# START OF Entries supplied
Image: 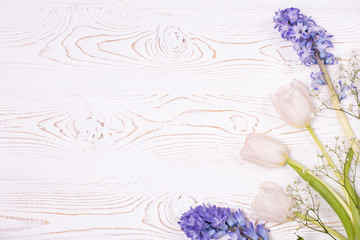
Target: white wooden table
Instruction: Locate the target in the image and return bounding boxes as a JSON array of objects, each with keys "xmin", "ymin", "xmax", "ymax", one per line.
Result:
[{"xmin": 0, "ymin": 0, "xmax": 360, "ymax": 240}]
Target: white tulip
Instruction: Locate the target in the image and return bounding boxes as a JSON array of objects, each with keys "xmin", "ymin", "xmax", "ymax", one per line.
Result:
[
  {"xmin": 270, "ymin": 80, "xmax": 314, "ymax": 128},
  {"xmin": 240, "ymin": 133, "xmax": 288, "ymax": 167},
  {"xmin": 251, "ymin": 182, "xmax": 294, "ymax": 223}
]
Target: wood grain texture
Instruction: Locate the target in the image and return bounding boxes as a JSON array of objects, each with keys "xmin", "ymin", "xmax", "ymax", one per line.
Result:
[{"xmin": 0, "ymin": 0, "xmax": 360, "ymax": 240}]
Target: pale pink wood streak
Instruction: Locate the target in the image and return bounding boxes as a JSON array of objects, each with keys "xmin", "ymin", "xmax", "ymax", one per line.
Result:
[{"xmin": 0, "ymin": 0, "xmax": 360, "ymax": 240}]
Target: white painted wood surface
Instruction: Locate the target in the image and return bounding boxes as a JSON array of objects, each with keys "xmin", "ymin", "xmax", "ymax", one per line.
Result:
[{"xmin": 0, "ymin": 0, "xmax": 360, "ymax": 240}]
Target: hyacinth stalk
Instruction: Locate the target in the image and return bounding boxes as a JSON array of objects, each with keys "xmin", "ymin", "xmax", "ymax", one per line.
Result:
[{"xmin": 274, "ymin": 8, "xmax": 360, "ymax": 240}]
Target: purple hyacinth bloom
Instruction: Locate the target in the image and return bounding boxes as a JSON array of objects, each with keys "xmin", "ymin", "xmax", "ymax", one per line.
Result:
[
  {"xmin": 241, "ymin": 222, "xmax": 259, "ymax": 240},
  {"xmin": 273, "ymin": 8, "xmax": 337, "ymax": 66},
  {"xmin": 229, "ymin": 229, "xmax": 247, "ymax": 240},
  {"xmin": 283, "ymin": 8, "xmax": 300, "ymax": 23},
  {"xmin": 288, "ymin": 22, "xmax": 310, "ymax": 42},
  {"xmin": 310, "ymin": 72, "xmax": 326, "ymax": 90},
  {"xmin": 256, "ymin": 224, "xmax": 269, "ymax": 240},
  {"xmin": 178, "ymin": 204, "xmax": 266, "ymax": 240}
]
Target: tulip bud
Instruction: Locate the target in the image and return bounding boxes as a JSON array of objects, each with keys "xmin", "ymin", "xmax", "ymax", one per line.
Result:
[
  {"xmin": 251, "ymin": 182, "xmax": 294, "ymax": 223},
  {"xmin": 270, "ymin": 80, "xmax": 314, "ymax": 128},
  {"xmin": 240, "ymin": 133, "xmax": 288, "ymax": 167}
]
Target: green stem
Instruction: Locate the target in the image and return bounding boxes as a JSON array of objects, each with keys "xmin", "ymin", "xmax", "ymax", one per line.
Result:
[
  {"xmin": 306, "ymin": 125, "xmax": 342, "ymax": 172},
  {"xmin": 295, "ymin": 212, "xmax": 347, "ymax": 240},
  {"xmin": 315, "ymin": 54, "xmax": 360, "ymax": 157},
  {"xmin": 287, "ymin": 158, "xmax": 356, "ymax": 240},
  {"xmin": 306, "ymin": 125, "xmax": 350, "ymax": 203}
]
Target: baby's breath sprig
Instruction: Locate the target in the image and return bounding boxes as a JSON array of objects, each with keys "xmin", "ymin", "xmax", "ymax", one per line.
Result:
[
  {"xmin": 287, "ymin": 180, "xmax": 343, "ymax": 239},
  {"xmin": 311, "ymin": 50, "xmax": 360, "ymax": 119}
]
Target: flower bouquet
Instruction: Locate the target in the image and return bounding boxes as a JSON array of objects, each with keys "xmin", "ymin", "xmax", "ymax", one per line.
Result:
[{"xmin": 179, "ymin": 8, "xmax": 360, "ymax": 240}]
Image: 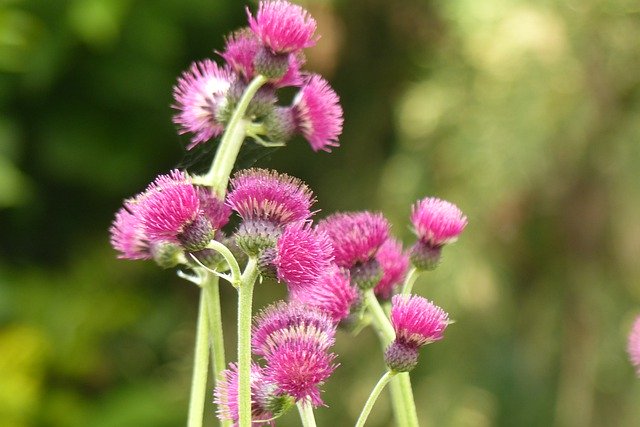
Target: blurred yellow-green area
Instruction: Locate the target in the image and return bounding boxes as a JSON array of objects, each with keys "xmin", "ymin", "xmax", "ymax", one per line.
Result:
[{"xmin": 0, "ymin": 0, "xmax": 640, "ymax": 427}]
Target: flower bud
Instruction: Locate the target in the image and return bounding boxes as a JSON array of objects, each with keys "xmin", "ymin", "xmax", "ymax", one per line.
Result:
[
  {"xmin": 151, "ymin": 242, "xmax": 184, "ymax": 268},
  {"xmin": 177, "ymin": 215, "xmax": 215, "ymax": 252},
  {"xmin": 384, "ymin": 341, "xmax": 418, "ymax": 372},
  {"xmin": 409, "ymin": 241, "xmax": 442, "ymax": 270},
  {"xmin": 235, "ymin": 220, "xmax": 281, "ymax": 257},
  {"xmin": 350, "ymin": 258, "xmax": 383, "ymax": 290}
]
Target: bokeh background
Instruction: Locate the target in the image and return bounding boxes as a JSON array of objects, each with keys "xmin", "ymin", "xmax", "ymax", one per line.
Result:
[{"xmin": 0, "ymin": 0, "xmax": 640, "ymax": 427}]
# END OF Entries supplied
--- Set problem ---
Please express the lines as a JSON list of strings, one string per line and blank lines omitted. Begin at the line that contains "Target: bokeh background" and stop at the end of the records.

--- Written answer ---
[
  "Target: bokeh background",
  "Instruction: Locate the target in the image and return bounding boxes as a JSON array of objects, each with keys \"xmin\", \"ymin\", \"xmax\", \"ymax\", one per line.",
  "Result:",
  "[{\"xmin\": 0, \"ymin\": 0, \"xmax\": 640, \"ymax\": 427}]"
]